- [Task brief] Reproduce the closing part of the entries exactly: the line with "like point(141, 339)." and all lines after it, ending with the last line, and nothing else.

(Entries from a pointing dataset)
——————
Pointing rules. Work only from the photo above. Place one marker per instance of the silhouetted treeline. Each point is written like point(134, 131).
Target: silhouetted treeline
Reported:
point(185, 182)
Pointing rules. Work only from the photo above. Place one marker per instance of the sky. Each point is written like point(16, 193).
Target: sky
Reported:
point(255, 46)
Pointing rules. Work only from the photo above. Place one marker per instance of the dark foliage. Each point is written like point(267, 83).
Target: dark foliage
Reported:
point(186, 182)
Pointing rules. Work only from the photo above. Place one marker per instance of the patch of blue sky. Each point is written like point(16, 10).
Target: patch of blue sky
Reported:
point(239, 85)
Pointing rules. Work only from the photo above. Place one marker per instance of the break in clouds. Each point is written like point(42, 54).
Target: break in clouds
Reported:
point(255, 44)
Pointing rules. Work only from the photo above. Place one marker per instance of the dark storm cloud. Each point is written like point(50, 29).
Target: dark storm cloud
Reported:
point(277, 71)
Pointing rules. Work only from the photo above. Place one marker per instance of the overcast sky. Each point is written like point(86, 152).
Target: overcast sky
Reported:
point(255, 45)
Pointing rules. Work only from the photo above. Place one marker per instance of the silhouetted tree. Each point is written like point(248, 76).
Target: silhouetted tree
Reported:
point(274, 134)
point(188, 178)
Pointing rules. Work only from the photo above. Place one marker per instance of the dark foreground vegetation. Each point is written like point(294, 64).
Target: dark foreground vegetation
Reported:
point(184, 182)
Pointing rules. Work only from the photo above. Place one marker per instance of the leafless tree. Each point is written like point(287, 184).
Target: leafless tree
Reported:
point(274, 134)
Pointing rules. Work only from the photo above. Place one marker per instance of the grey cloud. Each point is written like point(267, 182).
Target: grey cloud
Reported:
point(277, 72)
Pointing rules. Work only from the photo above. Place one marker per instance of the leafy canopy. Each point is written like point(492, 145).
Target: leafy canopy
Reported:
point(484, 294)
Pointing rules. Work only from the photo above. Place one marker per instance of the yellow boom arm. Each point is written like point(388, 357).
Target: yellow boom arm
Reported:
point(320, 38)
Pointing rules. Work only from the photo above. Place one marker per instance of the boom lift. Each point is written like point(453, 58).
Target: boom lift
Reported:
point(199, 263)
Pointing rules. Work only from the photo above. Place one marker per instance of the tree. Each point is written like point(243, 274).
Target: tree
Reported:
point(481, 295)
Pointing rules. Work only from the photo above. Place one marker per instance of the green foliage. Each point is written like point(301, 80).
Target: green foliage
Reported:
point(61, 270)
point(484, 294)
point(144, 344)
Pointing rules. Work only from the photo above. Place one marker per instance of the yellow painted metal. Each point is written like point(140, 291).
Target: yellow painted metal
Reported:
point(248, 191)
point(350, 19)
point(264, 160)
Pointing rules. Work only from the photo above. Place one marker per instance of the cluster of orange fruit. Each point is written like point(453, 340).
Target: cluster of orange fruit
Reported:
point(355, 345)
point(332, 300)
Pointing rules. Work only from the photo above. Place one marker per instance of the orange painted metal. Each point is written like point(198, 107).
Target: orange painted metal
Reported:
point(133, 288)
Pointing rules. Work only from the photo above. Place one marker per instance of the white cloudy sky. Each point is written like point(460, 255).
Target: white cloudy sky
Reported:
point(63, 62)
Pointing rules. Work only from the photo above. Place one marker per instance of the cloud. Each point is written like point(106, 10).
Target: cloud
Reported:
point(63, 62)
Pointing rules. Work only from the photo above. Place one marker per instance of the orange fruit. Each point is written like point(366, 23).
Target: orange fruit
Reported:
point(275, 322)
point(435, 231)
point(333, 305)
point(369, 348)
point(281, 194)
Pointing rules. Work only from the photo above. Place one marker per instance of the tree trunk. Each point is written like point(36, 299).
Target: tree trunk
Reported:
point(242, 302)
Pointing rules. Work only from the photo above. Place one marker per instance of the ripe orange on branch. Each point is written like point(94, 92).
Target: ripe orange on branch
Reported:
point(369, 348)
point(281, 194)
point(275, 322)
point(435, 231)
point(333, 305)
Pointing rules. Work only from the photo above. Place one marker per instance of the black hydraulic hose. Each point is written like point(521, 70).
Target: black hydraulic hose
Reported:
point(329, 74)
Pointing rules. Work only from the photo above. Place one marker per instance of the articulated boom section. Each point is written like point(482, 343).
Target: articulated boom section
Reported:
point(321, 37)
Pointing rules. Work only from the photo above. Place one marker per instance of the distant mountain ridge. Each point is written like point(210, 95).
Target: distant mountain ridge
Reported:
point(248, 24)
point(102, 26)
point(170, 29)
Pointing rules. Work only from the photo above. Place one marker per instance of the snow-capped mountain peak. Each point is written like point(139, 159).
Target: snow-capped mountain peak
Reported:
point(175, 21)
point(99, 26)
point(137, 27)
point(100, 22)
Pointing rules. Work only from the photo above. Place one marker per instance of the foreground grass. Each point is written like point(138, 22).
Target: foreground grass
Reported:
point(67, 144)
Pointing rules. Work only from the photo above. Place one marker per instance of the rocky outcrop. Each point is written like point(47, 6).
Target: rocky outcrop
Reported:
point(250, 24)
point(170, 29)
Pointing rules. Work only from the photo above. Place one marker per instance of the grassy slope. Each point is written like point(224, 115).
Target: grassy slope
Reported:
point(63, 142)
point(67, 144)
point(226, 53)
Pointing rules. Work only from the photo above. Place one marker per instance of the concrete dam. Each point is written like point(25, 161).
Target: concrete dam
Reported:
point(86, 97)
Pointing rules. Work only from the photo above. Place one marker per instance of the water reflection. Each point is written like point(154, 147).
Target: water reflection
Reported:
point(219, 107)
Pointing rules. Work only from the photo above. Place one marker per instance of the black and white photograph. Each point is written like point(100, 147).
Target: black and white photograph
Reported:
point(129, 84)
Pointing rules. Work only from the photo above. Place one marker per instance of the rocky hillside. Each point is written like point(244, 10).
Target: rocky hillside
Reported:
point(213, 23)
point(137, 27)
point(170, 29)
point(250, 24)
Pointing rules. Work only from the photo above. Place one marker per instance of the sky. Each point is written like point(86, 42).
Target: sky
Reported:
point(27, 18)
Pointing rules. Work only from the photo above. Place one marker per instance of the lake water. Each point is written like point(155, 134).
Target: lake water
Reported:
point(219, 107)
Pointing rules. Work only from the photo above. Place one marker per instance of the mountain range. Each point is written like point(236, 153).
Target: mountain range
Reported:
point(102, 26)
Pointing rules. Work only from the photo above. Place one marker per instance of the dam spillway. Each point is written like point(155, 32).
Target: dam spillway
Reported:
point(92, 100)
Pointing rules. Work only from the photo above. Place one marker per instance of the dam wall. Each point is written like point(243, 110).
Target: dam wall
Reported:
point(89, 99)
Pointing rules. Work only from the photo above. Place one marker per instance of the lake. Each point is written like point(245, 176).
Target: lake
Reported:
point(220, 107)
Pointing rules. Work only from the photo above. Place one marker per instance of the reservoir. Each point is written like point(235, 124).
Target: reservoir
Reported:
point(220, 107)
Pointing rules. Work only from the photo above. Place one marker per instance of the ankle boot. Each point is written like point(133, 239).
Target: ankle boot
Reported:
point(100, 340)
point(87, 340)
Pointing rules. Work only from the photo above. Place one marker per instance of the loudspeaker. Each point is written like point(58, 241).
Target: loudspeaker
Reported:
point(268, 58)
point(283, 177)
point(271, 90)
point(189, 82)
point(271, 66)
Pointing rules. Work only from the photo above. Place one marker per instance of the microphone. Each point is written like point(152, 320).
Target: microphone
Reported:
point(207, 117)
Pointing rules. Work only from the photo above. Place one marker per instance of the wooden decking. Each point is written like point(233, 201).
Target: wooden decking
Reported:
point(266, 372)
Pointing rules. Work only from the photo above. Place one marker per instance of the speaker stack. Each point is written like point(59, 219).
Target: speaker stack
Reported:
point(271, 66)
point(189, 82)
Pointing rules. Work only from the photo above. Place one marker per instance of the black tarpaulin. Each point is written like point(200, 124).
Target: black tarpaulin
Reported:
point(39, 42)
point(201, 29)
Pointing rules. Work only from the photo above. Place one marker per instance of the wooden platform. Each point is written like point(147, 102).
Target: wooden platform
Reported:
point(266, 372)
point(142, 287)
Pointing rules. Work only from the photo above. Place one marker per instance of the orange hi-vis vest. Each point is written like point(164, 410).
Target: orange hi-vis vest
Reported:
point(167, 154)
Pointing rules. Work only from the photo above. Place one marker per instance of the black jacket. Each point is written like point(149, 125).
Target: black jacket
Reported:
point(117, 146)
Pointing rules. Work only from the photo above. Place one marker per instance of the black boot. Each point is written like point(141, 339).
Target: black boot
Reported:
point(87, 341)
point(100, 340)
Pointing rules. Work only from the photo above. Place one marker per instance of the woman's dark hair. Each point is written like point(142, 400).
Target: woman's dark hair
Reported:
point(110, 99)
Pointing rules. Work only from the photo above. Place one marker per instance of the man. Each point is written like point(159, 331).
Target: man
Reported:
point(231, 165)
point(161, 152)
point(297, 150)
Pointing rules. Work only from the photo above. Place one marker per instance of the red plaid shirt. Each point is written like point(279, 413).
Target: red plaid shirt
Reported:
——————
- [Task output]
Pointing rules. Work only from the photo above. Place one marker per instance of the black boot. Each point is written like point(141, 339).
Target: black boot
Reported:
point(87, 341)
point(100, 340)
Pointing rules. Work only from the photo above. Place one marker per instance of the woman's dark hair. Each point is written like point(142, 400).
Target: woman's dark hair
Reported:
point(110, 99)
Pointing rules. Work only from the photo above. Place one marker per instance of the man. Each point is written like point(159, 331).
Target: man
Reported:
point(231, 165)
point(161, 152)
point(297, 150)
Pointing rules. Work only from the photo above. Place one marker per instance of the red plaid shirt. Each point is written like point(279, 413).
Target: red plaid shirt
Reported:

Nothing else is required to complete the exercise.